[Lesetext]:
• • •

Über zwei Jahre war der Coburger Sebastian Keil für die Kirche Jesu Christi auf Mission. Von Kanada führte es den 20-Jährigen zuletzt nach München und Zürich.
Cindy dötschel
Als Sebastian Keil im November 2018 in der Kleinstadt Chochrane in Kanada ankam, hatte es minus fünf Grad. "Im Januar sanken die Temperaturen auf minus 45 Grad. Es lag sehr viel Schnee, einfach so draußen rumzulaufen, war wegen der Kälte nicht möglich." Gleich am nächsten Tag startete die Mission des Coburgers.
Einen Kindheitstraum verfolgt
Schon als kleines Kind wollte Keil, der Mitglied in der Kirche Jesu Christi der Heiligen der Letzten Tage ist, auf Mission gehen. "Mein Vater war der Erste aus der Familie, der auf Mission war. Als ich 18 Jahre alt war, habe ich mich intensiv mit dem Thema beschäftigt", erzählt der 20-Jährige. Im Zuge dessen hat er die Bibel und das Buch Mormon, an das seine Kirche ebenfalls glaubt, intensiv gelesen. Außerdem hat er Gespräche mit den Mitgliedern anderer Kirchen gesucht.

• • •

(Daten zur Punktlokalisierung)
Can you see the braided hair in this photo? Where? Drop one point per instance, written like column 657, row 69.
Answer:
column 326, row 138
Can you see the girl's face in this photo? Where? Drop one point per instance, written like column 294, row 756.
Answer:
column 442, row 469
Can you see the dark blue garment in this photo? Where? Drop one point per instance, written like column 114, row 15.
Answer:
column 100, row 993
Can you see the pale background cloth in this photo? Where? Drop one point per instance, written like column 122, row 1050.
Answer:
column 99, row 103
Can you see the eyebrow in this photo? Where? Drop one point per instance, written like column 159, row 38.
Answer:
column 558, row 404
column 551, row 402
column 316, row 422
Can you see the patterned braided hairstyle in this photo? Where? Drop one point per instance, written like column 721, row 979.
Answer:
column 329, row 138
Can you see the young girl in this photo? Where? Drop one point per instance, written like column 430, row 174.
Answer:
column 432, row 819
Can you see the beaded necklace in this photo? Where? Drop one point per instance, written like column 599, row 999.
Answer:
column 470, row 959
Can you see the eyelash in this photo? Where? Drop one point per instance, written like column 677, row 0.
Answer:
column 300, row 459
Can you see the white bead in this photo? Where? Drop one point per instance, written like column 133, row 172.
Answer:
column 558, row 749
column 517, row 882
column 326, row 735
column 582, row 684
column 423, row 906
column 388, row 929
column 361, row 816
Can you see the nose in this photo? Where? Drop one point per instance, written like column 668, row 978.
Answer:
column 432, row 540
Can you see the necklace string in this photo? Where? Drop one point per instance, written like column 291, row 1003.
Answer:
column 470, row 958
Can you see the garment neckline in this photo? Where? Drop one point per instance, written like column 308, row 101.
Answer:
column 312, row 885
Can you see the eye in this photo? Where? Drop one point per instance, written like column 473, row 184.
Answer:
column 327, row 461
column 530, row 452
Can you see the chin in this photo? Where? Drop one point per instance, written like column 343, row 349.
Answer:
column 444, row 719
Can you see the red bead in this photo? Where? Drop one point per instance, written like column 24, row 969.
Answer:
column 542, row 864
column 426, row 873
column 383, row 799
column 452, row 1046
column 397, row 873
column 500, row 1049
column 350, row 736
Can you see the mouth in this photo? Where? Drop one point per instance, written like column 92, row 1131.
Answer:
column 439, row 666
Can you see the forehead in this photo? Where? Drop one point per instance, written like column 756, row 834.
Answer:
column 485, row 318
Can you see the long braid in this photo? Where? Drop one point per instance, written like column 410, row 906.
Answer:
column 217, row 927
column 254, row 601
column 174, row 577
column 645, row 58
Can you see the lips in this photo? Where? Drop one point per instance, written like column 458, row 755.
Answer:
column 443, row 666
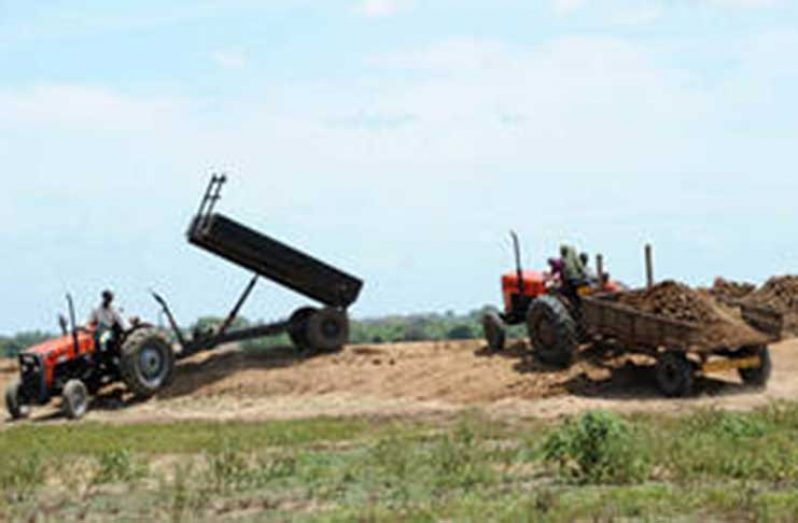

• • •

[Aufgaben]:
1. Gib den Lesetext von „Cindy dötschel“ bis einschließlich „Mission des Coburgers.“ wortgetreu aus.
2. Warum konnte man in Chochrane nicht einfach draußen herumlaufen? Erkläre es anhand des Lesetexts in ein bis drei Sätzen.
3. Beantworte kurz nach dem Lesetext:
(a) Wann kam Sebastian Keil in Chochrane an?
(b) Wer war in seiner Familie als Erster auf Mission?
(c) Welche zwei Bücher las er intensiv?
Das Material steht für sich und gehört nicht zum Lesetext.

[Antworten der Reihe]:
1.
Cindy dötschel
Als Sebastian Keil im November 2018 in der Kleinstadt Chochrane in Kanada ankam, hatte es minus fünf Grad. "Im Januar sanken die Temperaturen auf minus 45 Grad. Es lag sehr viel Schnee, einfach so draußen rumzulaufen, war wegen der Kälte nicht möglich." Gleich am nächsten Tag startete die Mission des Coburgers.

2. Draußen herumzulaufen war wegen der Kälte nicht möglich. Im Januar sanken die Temperaturen dort auf minus 45 Grad, und es lag sehr viel Schnee.

3.
(a) Im November 2018.
(b) Sein Vater.
(c) Die Bibel und das Buch Mormon.